__CONSIGNE__. Transformez en liste numérotée les lignes allant de celle qui contient "knee as a single marker per instance." à celle qui contient "point(977, 418)", sans les lignes vides. N'incluez pas les images dans la réponse.

__ENTRÉES DISPONIBLES__.
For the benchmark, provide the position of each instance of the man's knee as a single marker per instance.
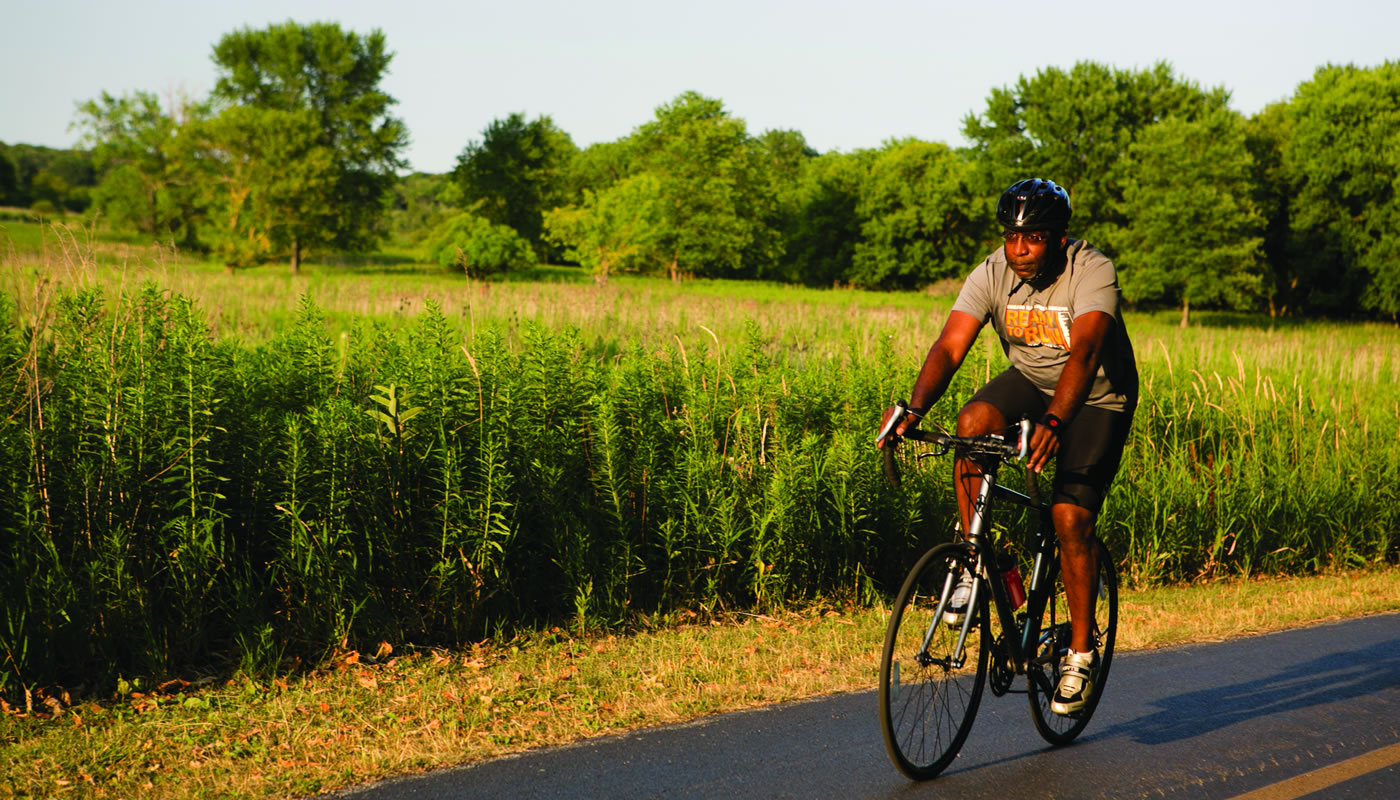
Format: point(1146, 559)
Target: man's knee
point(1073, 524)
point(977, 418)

* * *

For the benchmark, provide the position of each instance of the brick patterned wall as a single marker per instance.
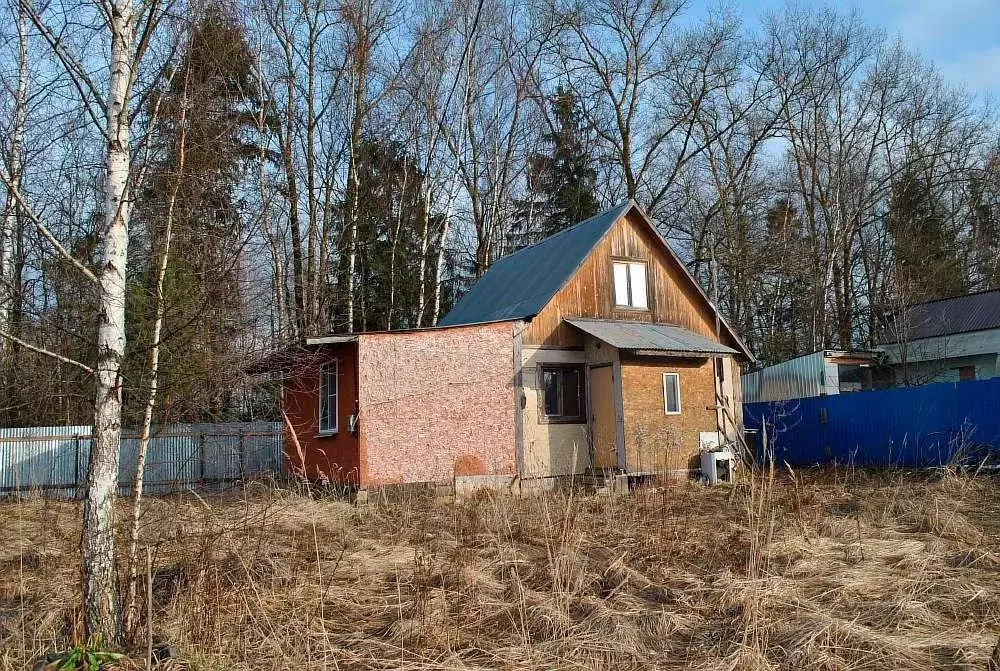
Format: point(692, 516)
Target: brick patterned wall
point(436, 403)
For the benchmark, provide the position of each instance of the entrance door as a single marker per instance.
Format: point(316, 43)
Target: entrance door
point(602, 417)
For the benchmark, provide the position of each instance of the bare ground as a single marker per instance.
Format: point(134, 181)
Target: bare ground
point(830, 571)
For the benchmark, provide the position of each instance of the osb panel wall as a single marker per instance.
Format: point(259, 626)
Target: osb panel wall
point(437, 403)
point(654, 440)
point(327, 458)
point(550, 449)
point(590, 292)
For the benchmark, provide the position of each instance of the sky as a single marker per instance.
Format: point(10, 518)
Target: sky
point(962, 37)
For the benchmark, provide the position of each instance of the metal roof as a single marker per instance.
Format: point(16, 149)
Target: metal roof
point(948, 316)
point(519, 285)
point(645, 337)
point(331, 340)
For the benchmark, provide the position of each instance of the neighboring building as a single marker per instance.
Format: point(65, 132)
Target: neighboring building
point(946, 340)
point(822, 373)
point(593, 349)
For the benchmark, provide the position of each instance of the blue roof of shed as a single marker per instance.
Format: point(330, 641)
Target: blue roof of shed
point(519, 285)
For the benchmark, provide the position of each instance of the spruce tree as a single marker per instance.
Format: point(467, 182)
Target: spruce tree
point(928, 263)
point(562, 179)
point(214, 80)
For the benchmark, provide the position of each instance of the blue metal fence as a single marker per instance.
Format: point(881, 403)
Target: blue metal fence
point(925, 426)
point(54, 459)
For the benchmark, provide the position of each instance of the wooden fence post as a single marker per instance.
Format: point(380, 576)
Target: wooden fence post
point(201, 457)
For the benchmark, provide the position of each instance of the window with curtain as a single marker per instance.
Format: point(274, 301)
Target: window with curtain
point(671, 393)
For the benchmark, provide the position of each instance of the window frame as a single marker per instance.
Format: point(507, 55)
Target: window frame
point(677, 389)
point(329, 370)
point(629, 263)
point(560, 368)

__TÂCHE ACCOMPLIE__.
1. For the benchmark, provide the position of each instance of the man's knee as a single marker per instance.
2. Format: point(1146, 559)
3. Target: man's knee
4. point(1073, 524)
5. point(977, 418)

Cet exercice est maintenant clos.